Reproduce the items verbatim, starting at the line that contains "Exercise. Put one marker on every instance of the autumn" and stopping after the final line of the items.

--- Start of Items ---

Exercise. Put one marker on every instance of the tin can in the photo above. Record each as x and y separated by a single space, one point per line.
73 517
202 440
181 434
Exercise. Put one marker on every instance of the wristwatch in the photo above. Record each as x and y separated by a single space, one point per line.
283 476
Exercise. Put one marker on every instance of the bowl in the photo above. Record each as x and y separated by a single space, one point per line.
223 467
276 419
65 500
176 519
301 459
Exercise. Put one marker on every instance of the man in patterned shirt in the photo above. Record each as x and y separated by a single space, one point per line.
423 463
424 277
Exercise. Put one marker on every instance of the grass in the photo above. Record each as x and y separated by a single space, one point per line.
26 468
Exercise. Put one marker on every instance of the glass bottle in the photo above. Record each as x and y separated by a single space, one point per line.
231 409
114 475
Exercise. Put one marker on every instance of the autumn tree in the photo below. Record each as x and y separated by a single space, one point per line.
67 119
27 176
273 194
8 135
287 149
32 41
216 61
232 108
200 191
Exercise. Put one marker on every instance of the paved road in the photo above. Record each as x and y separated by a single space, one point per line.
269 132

--- End of Items ---

- [Solution to this task]
Exercise. Put one marker on every instance of the autumn tree in the photo below. Record each as x and y separated by a single space, one point per line.
67 119
27 176
273 194
8 135
287 149
32 41
216 61
232 108
200 191
Exercise. Put one marker on every instance of the paved road in the photo above. Record each as x and y separated by a single space, one point per line.
269 132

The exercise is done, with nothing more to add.